- Assigned task -
Below are some records. Reproduce them exactly from their first line through the line with "[(709, 24)]", inclusive.

- Material shown -
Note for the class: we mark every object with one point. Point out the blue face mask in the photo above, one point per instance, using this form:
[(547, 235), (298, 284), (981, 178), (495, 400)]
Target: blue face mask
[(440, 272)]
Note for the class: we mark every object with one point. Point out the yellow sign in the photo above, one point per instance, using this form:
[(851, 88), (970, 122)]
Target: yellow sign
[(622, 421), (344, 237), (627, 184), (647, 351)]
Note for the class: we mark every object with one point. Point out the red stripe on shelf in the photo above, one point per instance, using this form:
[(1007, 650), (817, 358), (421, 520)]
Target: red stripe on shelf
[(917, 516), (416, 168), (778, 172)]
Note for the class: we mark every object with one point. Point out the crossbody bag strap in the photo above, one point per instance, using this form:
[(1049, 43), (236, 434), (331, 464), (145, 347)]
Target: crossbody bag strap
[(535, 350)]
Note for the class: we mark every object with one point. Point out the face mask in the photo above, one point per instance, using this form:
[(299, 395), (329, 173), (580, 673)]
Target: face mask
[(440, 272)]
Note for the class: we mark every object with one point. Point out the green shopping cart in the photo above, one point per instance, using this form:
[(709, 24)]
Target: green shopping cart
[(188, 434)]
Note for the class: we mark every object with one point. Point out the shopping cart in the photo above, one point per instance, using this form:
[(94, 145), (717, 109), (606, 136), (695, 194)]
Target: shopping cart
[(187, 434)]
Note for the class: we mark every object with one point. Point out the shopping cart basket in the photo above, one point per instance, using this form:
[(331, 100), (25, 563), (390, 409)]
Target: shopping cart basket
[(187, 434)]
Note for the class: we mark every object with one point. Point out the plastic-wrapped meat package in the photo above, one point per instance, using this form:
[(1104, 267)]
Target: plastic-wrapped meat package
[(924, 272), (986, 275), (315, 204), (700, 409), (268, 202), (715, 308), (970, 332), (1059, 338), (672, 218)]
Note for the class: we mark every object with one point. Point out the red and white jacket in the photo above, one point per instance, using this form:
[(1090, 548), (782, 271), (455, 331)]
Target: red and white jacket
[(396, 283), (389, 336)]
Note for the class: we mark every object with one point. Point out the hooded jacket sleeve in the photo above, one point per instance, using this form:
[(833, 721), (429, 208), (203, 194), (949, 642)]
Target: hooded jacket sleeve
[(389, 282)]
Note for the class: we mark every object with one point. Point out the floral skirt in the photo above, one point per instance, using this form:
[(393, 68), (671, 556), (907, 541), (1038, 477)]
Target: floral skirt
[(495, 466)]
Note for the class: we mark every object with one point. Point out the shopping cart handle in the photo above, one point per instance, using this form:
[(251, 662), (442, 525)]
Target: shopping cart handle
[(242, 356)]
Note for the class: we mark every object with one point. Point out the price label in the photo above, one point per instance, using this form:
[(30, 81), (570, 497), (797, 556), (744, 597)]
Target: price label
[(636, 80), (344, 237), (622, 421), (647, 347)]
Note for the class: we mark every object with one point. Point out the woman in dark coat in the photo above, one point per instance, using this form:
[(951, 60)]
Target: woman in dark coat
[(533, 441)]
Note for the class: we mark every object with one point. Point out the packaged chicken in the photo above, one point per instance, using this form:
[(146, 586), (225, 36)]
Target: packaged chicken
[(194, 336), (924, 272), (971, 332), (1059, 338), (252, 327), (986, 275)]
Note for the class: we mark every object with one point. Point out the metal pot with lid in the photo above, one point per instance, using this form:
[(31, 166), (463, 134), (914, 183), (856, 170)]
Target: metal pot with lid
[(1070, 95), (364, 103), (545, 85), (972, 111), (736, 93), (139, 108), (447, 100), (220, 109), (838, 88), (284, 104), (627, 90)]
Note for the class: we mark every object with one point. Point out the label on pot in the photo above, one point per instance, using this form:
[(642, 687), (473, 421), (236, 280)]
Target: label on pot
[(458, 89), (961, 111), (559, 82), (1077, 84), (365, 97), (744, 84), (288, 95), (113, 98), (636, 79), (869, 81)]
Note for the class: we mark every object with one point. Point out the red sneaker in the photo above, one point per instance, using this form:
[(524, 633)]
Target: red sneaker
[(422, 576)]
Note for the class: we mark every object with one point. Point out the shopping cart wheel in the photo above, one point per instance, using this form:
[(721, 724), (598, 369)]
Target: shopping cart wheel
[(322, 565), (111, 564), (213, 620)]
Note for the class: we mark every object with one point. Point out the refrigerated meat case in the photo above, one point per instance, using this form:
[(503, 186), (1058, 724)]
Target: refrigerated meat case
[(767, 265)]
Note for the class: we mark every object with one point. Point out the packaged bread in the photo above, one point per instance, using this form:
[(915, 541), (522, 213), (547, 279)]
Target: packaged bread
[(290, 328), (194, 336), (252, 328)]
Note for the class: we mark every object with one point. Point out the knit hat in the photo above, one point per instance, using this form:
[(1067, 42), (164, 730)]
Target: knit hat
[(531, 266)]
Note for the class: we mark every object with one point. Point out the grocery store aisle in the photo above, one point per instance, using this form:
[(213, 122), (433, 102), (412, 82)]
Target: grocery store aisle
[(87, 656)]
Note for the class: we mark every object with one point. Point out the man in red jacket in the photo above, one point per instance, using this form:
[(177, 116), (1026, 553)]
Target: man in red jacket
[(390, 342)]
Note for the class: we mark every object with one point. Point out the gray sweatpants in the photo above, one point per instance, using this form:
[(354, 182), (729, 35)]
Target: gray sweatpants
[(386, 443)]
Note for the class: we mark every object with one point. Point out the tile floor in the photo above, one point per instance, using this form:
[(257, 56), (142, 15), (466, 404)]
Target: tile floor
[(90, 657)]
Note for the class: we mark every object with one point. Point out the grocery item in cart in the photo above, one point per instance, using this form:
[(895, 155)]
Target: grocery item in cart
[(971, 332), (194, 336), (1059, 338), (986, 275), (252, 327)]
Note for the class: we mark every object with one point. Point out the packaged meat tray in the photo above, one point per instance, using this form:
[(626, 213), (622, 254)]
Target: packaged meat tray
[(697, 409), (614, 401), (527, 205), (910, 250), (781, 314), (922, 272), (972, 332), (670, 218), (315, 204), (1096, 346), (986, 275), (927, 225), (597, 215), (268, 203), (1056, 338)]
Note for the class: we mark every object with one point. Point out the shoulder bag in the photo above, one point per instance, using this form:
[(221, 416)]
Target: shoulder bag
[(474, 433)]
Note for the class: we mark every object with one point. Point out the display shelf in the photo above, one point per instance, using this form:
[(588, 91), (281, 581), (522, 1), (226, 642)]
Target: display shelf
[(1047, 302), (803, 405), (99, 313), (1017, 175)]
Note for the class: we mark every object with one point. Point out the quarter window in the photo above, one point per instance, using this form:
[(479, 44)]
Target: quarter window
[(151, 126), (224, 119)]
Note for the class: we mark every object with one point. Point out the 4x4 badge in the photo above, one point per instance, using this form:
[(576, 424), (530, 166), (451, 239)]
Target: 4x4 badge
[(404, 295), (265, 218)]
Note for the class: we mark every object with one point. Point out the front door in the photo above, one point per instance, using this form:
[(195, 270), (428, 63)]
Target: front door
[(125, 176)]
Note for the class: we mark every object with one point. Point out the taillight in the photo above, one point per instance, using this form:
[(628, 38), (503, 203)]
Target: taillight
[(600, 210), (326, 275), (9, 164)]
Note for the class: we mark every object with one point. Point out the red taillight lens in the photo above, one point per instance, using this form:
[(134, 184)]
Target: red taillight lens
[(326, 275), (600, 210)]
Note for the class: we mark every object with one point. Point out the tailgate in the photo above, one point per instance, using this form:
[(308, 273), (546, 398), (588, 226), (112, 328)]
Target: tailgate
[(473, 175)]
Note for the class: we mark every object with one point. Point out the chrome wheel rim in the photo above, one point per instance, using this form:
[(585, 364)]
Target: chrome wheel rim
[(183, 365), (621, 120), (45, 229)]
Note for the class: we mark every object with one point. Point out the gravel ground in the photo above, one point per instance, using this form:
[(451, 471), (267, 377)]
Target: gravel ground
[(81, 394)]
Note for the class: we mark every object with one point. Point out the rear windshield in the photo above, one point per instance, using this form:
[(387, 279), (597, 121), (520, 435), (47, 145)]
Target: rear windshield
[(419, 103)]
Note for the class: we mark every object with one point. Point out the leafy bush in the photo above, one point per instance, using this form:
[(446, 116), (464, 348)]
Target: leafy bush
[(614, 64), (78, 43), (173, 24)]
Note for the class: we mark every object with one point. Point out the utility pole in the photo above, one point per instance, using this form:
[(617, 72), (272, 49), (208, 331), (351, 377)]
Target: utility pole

- Exercise solution -
Note for the class: we mark every object with one point. Point out the blue face mask in the photo above, one point per instance, using this form:
[(547, 235), (298, 284), (981, 178), (495, 400)]
Target: blue face mask
[(440, 272)]
Note for the class: we mark every object with one point. Point out the yellow sign in the photo above, one point per instance, using this form:
[(851, 88), (970, 122)]
Target: yellow sign
[(622, 421), (344, 237), (627, 184), (647, 351)]
Note for the class: we mark every object with one point. Point out the red stripe on shelf in the photo above, one point per instance, using this form:
[(1007, 650), (817, 358), (421, 520)]
Target: red stripe on shelf
[(917, 516), (416, 168), (778, 172)]
Note for the class: we mark every object with one point. Point out the crossbody bag strap in the photo above, one point per instance, using this form:
[(1049, 43), (236, 434), (331, 464), (145, 347)]
Target: crossbody bag strap
[(535, 350)]
Note for the class: we mark every object with one point. Point out the face mask in the photo above, one point per instance, using this form:
[(299, 395), (329, 173), (580, 673)]
Target: face mask
[(440, 272)]
Note for the class: we mark every object with one point. Point out the green shopping cart in the photo above, one point per instance, using this form:
[(709, 24)]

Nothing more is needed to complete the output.